An exact, complete copy of the data is all that is needed.

→ **DATA UNDER STUDY**:
○ ○ ○ ○
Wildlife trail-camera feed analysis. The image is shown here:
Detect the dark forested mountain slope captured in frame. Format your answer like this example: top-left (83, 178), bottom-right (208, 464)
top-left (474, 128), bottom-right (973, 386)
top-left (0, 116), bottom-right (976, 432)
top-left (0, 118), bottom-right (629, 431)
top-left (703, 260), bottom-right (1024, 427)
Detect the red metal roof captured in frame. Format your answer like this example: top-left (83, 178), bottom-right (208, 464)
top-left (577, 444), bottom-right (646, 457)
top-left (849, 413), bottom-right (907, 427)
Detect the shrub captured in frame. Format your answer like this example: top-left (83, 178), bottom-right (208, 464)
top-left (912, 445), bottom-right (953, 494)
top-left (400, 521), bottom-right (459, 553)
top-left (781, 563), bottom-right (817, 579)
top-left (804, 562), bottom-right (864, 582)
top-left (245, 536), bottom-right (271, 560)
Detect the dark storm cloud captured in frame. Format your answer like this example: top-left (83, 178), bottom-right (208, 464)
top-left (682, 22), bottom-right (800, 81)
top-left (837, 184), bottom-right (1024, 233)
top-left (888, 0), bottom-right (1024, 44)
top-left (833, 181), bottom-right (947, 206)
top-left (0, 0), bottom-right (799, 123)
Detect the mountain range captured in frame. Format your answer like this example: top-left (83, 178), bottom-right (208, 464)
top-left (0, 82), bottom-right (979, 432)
○ ○ ○ ○
→ **THE ANSWER**:
Wildlife trail-camera feed analysis. The image is shown here:
Detect the dark forested mountain slope captured in frame. Format your answer like this example: top-left (83, 178), bottom-right (208, 464)
top-left (474, 128), bottom-right (973, 386)
top-left (0, 116), bottom-right (976, 432)
top-left (0, 118), bottom-right (629, 431)
top-left (703, 260), bottom-right (1024, 427)
Detect the red metal roof captured in frame. Format your answer like this example: top-left (83, 178), bottom-right (208, 464)
top-left (577, 444), bottom-right (646, 457)
top-left (849, 413), bottom-right (907, 427)
Detect the shrub captured in frame. Format your answer like this example: top-left (83, 178), bottom-right (208, 464)
top-left (912, 445), bottom-right (953, 494)
top-left (400, 521), bottom-right (459, 553)
top-left (781, 563), bottom-right (817, 579)
top-left (804, 562), bottom-right (864, 582)
top-left (245, 536), bottom-right (271, 560)
Detect the dark storm cloud captured in frame. Format your answer like this example: top-left (83, 178), bottom-right (208, 464)
top-left (682, 22), bottom-right (800, 81)
top-left (837, 184), bottom-right (1024, 233)
top-left (888, 0), bottom-right (1024, 44)
top-left (833, 181), bottom-right (947, 206)
top-left (0, 0), bottom-right (799, 123)
Detect the mountain range captured in frame. Format your answer like this example: top-left (83, 178), bottom-right (208, 464)
top-left (0, 82), bottom-right (979, 432)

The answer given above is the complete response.